-- Point-based annotation entries --
☆ ☆ ☆ ☆ ☆

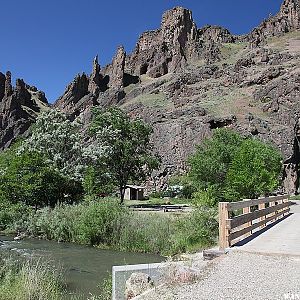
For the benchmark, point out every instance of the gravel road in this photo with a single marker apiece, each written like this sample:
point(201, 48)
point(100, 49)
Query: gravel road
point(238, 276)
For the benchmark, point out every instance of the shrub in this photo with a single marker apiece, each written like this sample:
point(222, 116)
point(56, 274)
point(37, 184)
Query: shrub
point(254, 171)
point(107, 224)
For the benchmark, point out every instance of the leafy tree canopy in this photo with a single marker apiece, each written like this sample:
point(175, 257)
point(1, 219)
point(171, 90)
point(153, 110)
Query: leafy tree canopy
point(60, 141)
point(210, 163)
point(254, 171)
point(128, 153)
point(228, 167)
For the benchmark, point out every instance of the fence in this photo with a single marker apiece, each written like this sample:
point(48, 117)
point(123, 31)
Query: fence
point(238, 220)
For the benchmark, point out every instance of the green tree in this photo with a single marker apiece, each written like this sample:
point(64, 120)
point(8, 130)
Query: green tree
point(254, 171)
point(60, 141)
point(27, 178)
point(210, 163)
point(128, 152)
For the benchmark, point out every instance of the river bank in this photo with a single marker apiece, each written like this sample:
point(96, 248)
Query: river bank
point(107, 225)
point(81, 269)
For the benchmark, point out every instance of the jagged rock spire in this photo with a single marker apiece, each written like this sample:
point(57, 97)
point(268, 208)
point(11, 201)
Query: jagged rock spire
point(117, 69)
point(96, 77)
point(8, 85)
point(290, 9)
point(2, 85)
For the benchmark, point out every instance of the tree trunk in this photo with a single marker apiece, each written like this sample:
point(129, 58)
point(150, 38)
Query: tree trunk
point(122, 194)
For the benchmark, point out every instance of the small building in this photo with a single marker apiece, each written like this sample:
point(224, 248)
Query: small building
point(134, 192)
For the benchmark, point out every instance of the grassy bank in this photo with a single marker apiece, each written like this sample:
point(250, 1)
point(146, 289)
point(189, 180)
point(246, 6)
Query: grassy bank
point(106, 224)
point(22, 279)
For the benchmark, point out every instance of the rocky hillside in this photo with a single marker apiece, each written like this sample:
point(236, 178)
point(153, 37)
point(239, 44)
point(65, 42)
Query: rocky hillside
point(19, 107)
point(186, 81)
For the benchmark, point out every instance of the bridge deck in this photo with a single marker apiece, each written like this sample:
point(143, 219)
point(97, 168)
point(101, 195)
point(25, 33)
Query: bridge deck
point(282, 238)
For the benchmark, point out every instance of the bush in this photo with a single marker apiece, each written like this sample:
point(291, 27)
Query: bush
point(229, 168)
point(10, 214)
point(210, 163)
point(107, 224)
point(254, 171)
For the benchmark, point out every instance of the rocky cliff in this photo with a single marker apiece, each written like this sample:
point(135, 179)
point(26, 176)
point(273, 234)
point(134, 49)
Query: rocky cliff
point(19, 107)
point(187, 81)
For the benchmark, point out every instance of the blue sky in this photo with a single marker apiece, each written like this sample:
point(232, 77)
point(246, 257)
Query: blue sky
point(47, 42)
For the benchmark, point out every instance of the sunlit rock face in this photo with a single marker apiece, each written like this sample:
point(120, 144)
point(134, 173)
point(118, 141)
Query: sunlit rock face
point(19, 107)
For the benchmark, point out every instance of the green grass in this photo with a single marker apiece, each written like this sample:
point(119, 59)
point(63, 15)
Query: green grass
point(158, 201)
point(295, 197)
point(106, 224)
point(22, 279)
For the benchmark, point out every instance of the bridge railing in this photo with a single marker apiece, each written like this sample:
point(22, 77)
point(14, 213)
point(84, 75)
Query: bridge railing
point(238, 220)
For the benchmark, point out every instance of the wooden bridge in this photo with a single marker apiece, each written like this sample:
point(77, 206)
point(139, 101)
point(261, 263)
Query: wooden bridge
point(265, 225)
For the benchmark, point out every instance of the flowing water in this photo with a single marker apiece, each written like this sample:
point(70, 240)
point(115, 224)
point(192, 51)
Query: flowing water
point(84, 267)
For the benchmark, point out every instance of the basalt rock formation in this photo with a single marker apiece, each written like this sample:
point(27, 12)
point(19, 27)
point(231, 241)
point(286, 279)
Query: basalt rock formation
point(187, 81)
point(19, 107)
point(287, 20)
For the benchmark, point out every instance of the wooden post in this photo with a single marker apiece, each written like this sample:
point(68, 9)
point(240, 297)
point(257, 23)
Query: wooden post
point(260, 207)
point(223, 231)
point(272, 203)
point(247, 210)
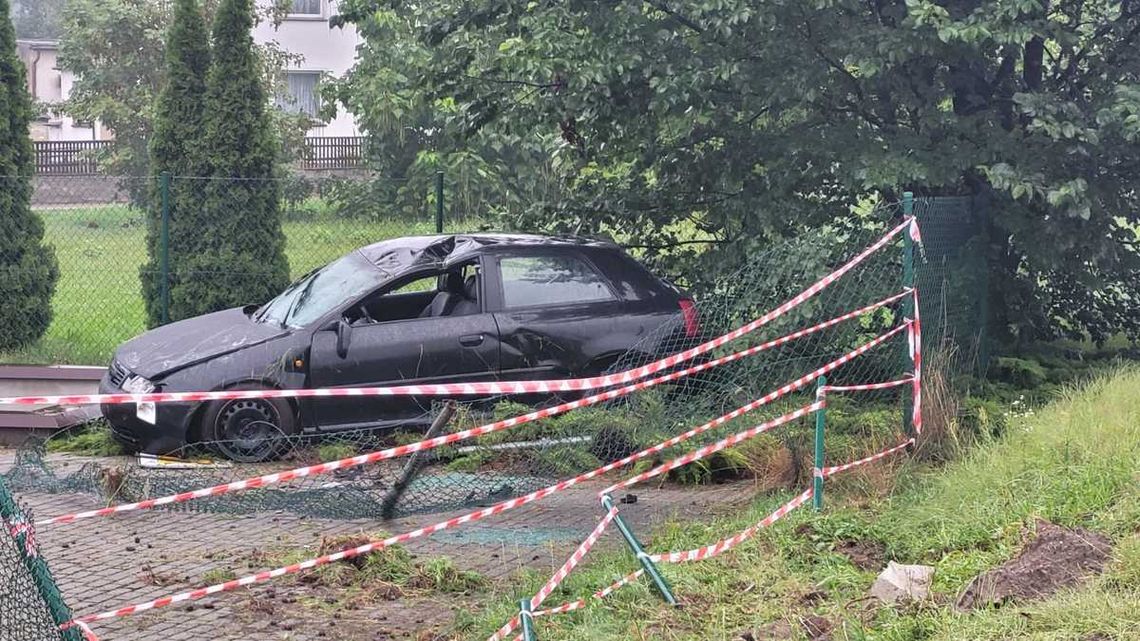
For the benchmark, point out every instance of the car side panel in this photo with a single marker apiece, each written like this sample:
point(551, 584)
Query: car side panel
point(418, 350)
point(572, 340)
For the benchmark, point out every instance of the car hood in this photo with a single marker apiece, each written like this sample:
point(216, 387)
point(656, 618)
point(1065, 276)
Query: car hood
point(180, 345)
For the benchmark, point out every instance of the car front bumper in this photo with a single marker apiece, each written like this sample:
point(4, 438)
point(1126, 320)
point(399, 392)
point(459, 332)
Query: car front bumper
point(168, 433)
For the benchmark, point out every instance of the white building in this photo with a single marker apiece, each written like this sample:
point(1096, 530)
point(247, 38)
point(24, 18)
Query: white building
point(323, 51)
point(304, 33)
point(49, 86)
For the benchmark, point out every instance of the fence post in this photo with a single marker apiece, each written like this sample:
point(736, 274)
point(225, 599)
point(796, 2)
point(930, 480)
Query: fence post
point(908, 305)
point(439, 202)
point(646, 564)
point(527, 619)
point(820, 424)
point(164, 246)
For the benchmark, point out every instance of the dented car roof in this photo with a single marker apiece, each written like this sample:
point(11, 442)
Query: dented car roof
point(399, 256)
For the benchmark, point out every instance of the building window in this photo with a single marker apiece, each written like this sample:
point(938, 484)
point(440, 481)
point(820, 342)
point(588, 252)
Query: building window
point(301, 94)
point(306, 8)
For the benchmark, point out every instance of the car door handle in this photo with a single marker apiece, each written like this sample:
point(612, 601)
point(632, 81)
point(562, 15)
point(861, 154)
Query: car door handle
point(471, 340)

☆ ☆ ☆ ☆ ☆

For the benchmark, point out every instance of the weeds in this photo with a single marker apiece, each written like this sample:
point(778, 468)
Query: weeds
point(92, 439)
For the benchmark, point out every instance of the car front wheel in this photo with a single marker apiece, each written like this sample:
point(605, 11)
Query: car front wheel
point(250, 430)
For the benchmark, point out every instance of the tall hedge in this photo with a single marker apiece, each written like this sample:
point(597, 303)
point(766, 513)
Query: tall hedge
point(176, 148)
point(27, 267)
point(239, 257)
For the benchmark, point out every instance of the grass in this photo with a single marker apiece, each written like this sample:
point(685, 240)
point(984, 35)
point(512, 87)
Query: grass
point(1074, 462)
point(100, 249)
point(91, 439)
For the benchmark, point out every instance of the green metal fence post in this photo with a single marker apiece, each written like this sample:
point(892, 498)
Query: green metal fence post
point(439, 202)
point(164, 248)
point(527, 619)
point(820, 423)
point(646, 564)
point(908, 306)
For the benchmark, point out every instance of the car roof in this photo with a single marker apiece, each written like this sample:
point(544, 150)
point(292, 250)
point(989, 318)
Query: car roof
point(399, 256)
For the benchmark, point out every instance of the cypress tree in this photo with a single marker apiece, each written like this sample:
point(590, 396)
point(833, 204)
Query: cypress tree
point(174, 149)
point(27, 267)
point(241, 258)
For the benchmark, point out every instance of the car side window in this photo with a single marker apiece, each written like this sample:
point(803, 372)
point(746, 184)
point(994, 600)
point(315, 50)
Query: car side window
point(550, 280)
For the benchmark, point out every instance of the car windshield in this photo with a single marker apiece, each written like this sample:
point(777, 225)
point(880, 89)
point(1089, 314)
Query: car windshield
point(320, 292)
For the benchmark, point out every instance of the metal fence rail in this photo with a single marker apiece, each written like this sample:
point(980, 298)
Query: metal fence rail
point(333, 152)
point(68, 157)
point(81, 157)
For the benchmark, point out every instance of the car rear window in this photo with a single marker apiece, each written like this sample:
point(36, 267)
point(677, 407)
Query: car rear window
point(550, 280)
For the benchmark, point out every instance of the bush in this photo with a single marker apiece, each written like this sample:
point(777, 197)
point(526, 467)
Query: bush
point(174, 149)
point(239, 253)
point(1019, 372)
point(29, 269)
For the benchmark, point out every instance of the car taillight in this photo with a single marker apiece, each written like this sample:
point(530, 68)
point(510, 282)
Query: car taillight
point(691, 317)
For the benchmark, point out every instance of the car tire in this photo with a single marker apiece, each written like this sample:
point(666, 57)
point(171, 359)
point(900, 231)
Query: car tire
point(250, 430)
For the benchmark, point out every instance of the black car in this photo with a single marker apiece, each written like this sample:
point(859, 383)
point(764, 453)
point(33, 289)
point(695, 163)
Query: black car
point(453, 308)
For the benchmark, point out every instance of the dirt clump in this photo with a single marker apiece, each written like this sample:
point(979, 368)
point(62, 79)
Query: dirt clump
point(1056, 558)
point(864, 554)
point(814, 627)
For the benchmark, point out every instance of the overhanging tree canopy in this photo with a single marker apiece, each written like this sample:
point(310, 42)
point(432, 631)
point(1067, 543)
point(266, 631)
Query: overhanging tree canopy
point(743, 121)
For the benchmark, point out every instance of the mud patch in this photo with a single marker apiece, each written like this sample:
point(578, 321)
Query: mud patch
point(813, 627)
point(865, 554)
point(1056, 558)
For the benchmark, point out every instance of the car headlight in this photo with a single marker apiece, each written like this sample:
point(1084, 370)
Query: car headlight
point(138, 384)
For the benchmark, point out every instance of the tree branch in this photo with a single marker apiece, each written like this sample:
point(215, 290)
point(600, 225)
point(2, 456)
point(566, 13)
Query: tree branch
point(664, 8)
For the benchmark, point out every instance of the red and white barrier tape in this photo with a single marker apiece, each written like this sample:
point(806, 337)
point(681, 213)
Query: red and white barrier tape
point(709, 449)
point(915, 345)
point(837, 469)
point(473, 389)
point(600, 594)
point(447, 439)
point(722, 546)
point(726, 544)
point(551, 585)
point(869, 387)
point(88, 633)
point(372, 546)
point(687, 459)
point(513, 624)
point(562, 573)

☆ ☆ ☆ ☆ ☆

-- Written task --
Update the entries from the line with "For the benchmark, point out every instance of the gravel" up to and including the line with "point(2, 85)" by replacing "benchmark" with "evaluation" and leaving everything else unchanged. Return only those lines.

-- The answer --
For the evaluation, point out every instance of the gravel road in this photo with a single marker apiece, each written like this sample:
point(201, 48)
point(100, 49)
Query: gravel road
point(238, 276)
For the evaluation, point out every instance of the shrub in this photo with a single marker apiece, each written like this sample:
point(222, 116)
point(56, 274)
point(37, 184)
Query: shrub
point(254, 171)
point(107, 224)
For the evaluation, point out every instance of the leafy tree canopy in this photo with a single marker apiece, each written like this sample:
point(175, 257)
point(1, 219)
point(171, 90)
point(153, 110)
Query: leafy tree canopy
point(60, 141)
point(210, 163)
point(254, 171)
point(128, 153)
point(228, 167)
For the evaluation, point out every instance of the fence in this photo with a single marker apiece, each written like this sample:
point(48, 117)
point(123, 31)
Query: fence
point(238, 220)
For the evaluation, point out every instance of the green tree in this photo with a single marker apiece, each written like this sample:
point(64, 120)
point(8, 130)
Query: green tree
point(254, 171)
point(60, 141)
point(27, 178)
point(210, 163)
point(128, 152)
For the evaluation, point out every instance of the river bank in this photo with a single marker apiece, each written like this sample:
point(96, 248)
Query: river bank
point(107, 225)
point(81, 269)
For the evaluation, point out every instance of the jagged rock spire in this photo with a single marker apiece, each written like this sample:
point(57, 97)
point(268, 208)
point(11, 201)
Query: jagged rock spire
point(117, 69)
point(96, 77)
point(8, 85)
point(290, 9)
point(2, 85)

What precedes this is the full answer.